(Data records)
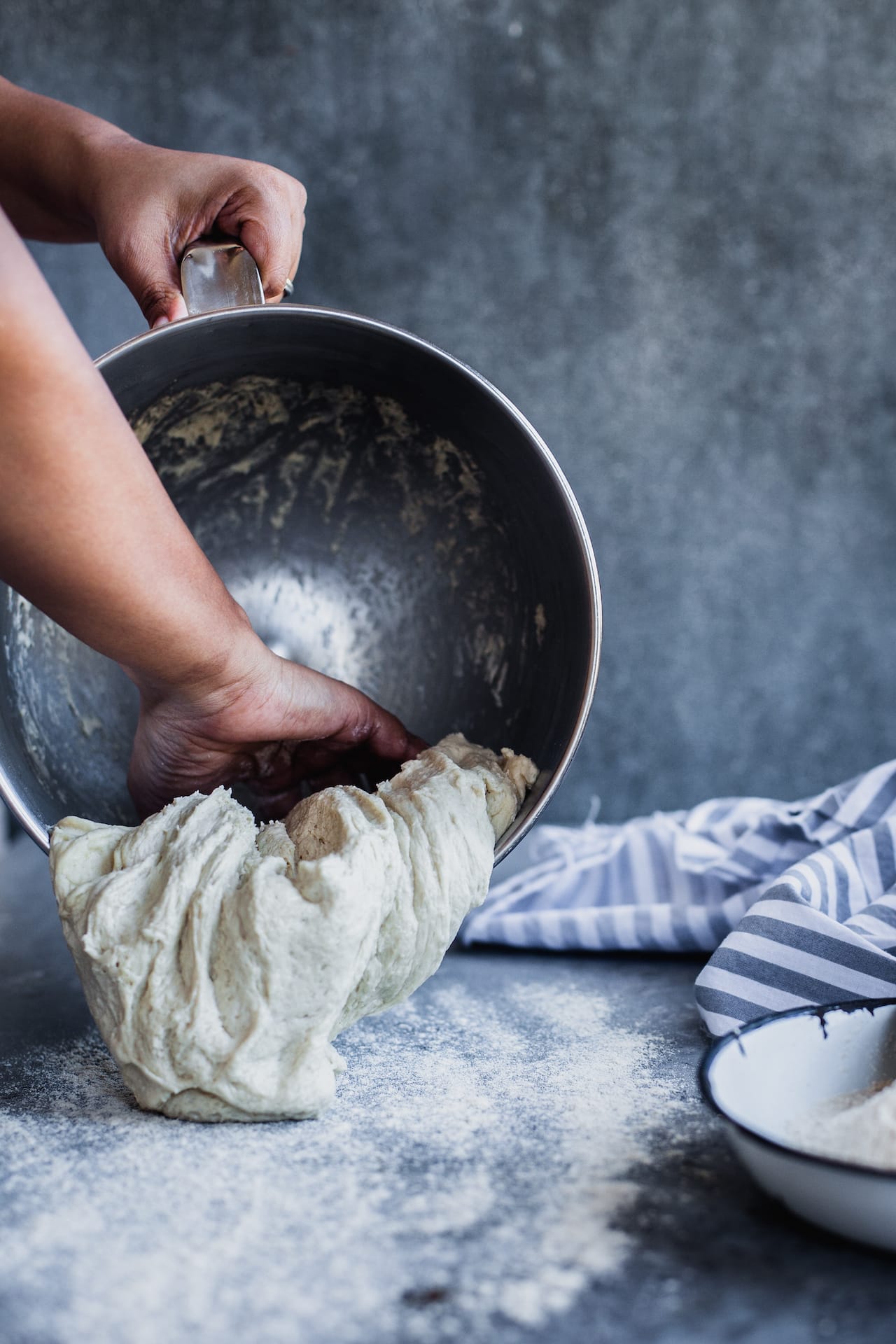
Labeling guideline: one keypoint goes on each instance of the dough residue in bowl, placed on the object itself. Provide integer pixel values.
(219, 961)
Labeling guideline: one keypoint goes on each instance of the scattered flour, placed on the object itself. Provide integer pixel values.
(470, 1179)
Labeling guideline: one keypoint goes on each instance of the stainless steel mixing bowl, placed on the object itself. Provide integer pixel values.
(381, 511)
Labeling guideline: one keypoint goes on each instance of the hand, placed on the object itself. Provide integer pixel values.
(279, 727)
(148, 204)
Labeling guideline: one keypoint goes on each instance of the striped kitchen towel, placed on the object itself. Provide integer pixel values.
(798, 899)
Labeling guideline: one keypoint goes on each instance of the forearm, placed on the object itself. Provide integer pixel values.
(49, 153)
(86, 528)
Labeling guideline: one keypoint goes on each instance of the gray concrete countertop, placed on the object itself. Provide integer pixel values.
(519, 1154)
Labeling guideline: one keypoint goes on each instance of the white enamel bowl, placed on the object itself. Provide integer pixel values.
(762, 1078)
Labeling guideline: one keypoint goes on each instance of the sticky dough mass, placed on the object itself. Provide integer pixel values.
(219, 961)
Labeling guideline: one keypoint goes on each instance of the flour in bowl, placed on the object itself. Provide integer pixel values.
(855, 1128)
(219, 961)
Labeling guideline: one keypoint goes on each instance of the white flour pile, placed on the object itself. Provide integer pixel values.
(219, 961)
(855, 1128)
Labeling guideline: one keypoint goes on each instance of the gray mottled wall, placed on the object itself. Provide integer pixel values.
(668, 232)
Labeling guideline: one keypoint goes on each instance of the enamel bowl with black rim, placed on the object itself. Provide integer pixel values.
(764, 1078)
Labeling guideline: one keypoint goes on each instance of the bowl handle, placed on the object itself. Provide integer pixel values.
(219, 274)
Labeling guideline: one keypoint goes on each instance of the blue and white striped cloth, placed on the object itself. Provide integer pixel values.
(798, 899)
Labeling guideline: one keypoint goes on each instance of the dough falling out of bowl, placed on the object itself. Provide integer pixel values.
(219, 961)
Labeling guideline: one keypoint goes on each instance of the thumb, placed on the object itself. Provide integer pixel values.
(272, 249)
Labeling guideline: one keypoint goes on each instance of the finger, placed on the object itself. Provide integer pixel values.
(149, 269)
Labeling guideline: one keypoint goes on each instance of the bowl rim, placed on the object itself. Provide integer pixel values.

■ WRITTEN TASK ■
Put every line of the entries above into a JSON list of strings, one string per line, with blank lines dropped. Leave the pictures out.

■ EXERCISE SOLUTION ■
[
  "Labeling guideline: one keypoint goes on each instance of the dough residue in bowl, placed on the object itself. Provide integer pixel values.",
  "(219, 961)",
  "Labeling guideline: one keypoint goes on each instance of the scattered flour, placed on the object itself. Provide integer pixel values.",
  "(470, 1179)",
  "Labeling guideline: one keypoint goes on each instance of the stainless steel mixing bowl, placed on the object itself. Provide integer pixel values.",
  "(381, 511)",
  "Labeling guideline: one keypoint goes on each instance of the hand, placed on the object itself. Provide integer pixel values.",
  "(279, 727)",
  "(148, 204)",
  "Labeling guideline: one keypoint goes on each instance of the striped kitchen towel, placed on the object itself. Provide integer pixel values.",
  "(798, 899)",
  "Labeling guideline: one keypoint goes on each instance of the forearm, placed on the object itself. Provide integer pixel values.",
  "(49, 153)",
  "(86, 528)",
  "Labeling guideline: one keypoint goes on each instance of the gray concrete countertop, placed on the object itself. Provide integer pixel values.",
  "(519, 1154)",
  "Labeling guideline: one keypoint goes on each instance of the white enamel bowl, placed on the object itself. Provide integer pixel values.",
  "(762, 1078)",
  "Labeling guideline: one keypoint goes on each instance of the sticky dough mass, placed on the object itself. Provide integer pixel values.",
  "(219, 961)",
  "Labeling guideline: one keypoint goes on each instance of the flour in bowl, placed on the object itself. Provide integer pixel values.",
  "(855, 1128)",
  "(219, 961)",
  "Labeling guideline: one keypoint goes on each instance of the white flour pile, placed on the object itself. Provide integer pixel values.",
  "(219, 961)",
  "(855, 1128)",
  "Labeling guideline: one keypoint goes on each instance of the gray mottled wall, placed on the object itself. Provide integer pixel values.",
  "(668, 232)",
  "Labeling guideline: one keypoint goes on each instance of the enamel bowl with black rim, placed on the object itself. Provide integer pixel values.",
  "(764, 1078)",
  "Labeling guideline: one keypoint goes on each instance of the bowl handle, placed on the object itself. Provide integer pixel values.",
  "(219, 274)",
  "Labeling guideline: one keypoint goes on each instance of the blue and white striped cloth, placed on the object itself. Provide integer pixel values.",
  "(798, 899)",
  "Labeling guideline: one keypoint goes on each instance of the dough falling out of bowl, placed on the object itself. Provide integer pixel values.",
  "(219, 961)",
  "Labeling guideline: one keypoint goes on each instance of the thumb, placed on the object itself. Provide integer pixel values.",
  "(272, 249)",
  "Labeling guideline: one keypoint goes on each instance of the finger, placed on the object itself. Provide integer pixel values.",
  "(149, 269)",
  "Labeling guideline: one keypoint goes on each instance of the bowl rim, placed on the object itself. Provide integer pixel values."
]